%%

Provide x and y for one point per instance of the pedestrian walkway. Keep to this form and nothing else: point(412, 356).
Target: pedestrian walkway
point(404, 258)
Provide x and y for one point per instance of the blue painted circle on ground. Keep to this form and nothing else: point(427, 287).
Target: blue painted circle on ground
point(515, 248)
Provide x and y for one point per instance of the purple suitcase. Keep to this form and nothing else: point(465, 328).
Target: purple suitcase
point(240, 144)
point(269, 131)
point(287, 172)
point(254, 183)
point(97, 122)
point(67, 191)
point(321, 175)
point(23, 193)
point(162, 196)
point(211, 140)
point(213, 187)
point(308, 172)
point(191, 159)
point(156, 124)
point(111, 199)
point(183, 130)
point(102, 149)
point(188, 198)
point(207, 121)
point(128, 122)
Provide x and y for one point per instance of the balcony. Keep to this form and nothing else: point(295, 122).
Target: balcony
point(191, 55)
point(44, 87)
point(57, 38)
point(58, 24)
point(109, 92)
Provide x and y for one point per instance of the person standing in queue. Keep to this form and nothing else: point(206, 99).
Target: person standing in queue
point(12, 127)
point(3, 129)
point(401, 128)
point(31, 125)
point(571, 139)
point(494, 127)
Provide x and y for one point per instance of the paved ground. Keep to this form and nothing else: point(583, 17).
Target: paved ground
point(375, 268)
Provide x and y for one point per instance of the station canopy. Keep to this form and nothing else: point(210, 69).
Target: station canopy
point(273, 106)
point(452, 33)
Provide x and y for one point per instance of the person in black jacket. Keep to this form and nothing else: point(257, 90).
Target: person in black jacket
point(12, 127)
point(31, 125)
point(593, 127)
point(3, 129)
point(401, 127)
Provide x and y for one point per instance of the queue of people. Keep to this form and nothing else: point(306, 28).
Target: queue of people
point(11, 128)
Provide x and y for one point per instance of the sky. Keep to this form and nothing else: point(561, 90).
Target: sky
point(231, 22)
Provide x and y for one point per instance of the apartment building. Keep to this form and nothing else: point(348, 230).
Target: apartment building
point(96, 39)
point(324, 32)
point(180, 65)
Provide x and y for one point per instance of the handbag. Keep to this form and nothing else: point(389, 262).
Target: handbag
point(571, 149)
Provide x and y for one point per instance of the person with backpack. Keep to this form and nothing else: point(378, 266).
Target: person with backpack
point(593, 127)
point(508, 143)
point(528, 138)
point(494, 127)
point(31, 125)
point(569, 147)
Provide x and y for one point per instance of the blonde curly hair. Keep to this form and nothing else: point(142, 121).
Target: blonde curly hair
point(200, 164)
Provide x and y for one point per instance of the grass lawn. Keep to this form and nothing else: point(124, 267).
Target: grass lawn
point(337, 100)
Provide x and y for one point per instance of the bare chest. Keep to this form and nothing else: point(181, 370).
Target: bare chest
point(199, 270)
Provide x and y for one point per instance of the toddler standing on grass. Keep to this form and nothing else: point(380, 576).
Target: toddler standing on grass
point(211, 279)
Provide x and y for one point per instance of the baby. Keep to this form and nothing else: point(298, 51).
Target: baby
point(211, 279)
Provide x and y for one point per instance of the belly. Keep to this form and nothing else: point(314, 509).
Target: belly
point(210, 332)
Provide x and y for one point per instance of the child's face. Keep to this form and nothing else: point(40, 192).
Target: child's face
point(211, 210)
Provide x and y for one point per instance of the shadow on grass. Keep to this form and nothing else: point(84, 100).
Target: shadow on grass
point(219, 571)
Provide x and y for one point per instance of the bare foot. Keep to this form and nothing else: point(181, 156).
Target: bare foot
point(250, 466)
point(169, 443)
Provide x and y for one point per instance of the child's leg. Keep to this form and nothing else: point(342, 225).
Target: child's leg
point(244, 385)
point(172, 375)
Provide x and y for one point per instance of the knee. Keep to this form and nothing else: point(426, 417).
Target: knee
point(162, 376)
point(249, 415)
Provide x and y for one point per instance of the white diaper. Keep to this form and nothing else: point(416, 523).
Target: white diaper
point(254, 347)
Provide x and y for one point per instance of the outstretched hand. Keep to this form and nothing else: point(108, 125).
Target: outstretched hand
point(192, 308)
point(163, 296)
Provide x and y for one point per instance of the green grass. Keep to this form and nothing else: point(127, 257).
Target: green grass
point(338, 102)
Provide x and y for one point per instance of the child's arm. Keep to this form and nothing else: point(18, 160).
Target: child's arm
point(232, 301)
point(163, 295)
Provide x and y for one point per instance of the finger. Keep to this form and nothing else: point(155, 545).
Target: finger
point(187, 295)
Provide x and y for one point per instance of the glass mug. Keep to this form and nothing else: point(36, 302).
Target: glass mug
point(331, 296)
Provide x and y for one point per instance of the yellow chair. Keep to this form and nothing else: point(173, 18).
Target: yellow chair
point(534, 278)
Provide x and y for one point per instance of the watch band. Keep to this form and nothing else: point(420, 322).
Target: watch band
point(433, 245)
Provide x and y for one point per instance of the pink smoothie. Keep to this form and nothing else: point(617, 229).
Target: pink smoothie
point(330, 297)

%%

Work to be completed:
Please set down all of the records exactly.

Exercise output:
Provide x and y for one point per instance of the pedestrian walkway. Keep to this form and nothing else: point(412, 356).
Target: pedestrian walkway
point(404, 258)
Provide x and y for one point per instance of the blue painted circle on ground. Keep to this form and nothing else: point(427, 287).
Target: blue painted circle on ground
point(515, 248)
Provide x and y for one point per instance of the purple suitcase. Keep to this form and nothing else: point(465, 328).
Target: purple suitcase
point(240, 144)
point(269, 131)
point(287, 172)
point(254, 183)
point(97, 122)
point(67, 191)
point(321, 175)
point(23, 193)
point(162, 196)
point(211, 140)
point(213, 187)
point(308, 172)
point(191, 159)
point(156, 124)
point(111, 199)
point(183, 130)
point(102, 149)
point(188, 198)
point(207, 121)
point(128, 122)
Provide x and y for one point per instance of the balcony. Keep to this form and nothing else: point(295, 122).
Target: balcony
point(191, 55)
point(44, 87)
point(57, 38)
point(58, 24)
point(109, 92)
Provide x and y for one point per instance of the person standing in queue. Keep to this form and nothing else: point(206, 99).
Target: person standing in queue
point(12, 127)
point(3, 129)
point(401, 128)
point(31, 125)
point(571, 139)
point(494, 127)
Provide x and y for one point per instance of the paved ground. Keep to this form and nothing else: point(583, 17).
Target: paved ground
point(375, 268)
Provide x and y for one point per instance of the station canopy. Keep to this form and nothing else: point(210, 69).
Target: station canopy
point(273, 106)
point(452, 33)
Provide x and y for one point per instance of the person in black jacket. Keep to this form and nothing else: point(257, 90).
Target: person in black jacket
point(12, 127)
point(31, 125)
point(593, 127)
point(3, 129)
point(401, 127)
Provide x and y for one point per instance of the queue of people. Keep to this form and nothing else: point(306, 28).
Target: queue of people
point(11, 128)
Provide x and y for one point per instance of the sky. Keep to this form and nothing else: point(561, 90).
Target: sky
point(231, 22)
Provide x and y for one point per instance of the apartment building. Keep to this form and nothing else: point(348, 230).
Target: apartment building
point(96, 39)
point(324, 32)
point(180, 65)
Provide x and y for one point per instance of the handbag. Keep to this form and nothing else: point(389, 262).
Target: handbag
point(571, 149)
Provide x and y for one point per instance of the person with backpack. Keep to this form and nothing else: point(378, 266).
Target: person with backpack
point(593, 127)
point(508, 143)
point(528, 138)
point(494, 127)
point(31, 125)
point(569, 147)
Provide x and y for one point per instance of the blonde curly hair. Keep to this form and nothing else: point(142, 121).
Target: blonde curly hair
point(200, 164)
Provide x and y for one point per instance of the grass lawn. Keep to this form and nothing else: point(124, 267).
Target: grass lawn
point(337, 100)
Provide x and y for one point per instance of the bare chest. Keep to this form and nothing else: point(181, 370).
Target: bare chest
point(199, 270)
Provide x and y for one point per instance of the toddler standing on grass. Keep to this form and nothing else: point(380, 576).
Target: toddler standing on grass
point(211, 279)
Provide x and y for one point per instance of the baby. Keep to this form and nothing else: point(298, 51).
Target: baby
point(211, 279)
Provide x and y for one point per instance of the belly. Keep to this form and nothing else: point(314, 509).
Target: belly
point(210, 332)
Provide x and y for one point per instance of the child's face. Keep to this form and nothing else: point(40, 192).
Target: child's face
point(211, 210)
Provide x and y for one point per instance of the shadow on grass. Keep to this form and nothing else: point(84, 100).
Target: shadow on grass
point(219, 571)
Provide x and y for one point per instance of the bare foot. Keep to this form and nothing else: point(181, 156).
Target: bare foot
point(250, 466)
point(169, 443)
Provide x and y for one point per instance of the child's leg. Keep to this form and nothing else: point(342, 225).
Target: child's leg
point(244, 385)
point(172, 375)
Provide x and y for one point per instance of the knee. Keep to this form and nothing else: point(426, 417).
Target: knee
point(162, 376)
point(249, 415)
Provide x and y for one point per instance of the white diaper. Keep to this form and nothing else: point(416, 523).
Target: white diaper
point(254, 347)
Provide x and y for one point per instance of the outstretched hand. Keep to this form and nothing else: point(108, 125).
Target: outstretched hand
point(192, 308)
point(163, 296)
Provide x and y for one point per instance of the green grass. Keep to this form and nothing else: point(127, 257).
Target: green grass
point(338, 102)
Provide x and y for one point per instance of the child's arm. Keep to this form and nothing else: point(18, 160).
Target: child's arm
point(232, 301)
point(163, 295)
Provide x and y for one point per instance of the finger. Keep to this form and nothing else: point(155, 545).
Target: finger
point(187, 295)
Provide x and y for one point per instance of the glass mug. Keep to this form and nothing else: point(36, 302).
Target: glass mug
point(331, 296)
Provide x and y for one point per instance of the yellow chair. Keep to this form and nothing else: point(173, 18).
Target: yellow chair
point(534, 278)
Provide x and y for one point per instance of the watch band. Keep to this form and nothing else: point(420, 322).
Target: watch band
point(433, 245)
Provide x and y for one point per instance of the pink smoothie. Keep to this form and nothing else: point(617, 229).
Target: pink smoothie
point(330, 297)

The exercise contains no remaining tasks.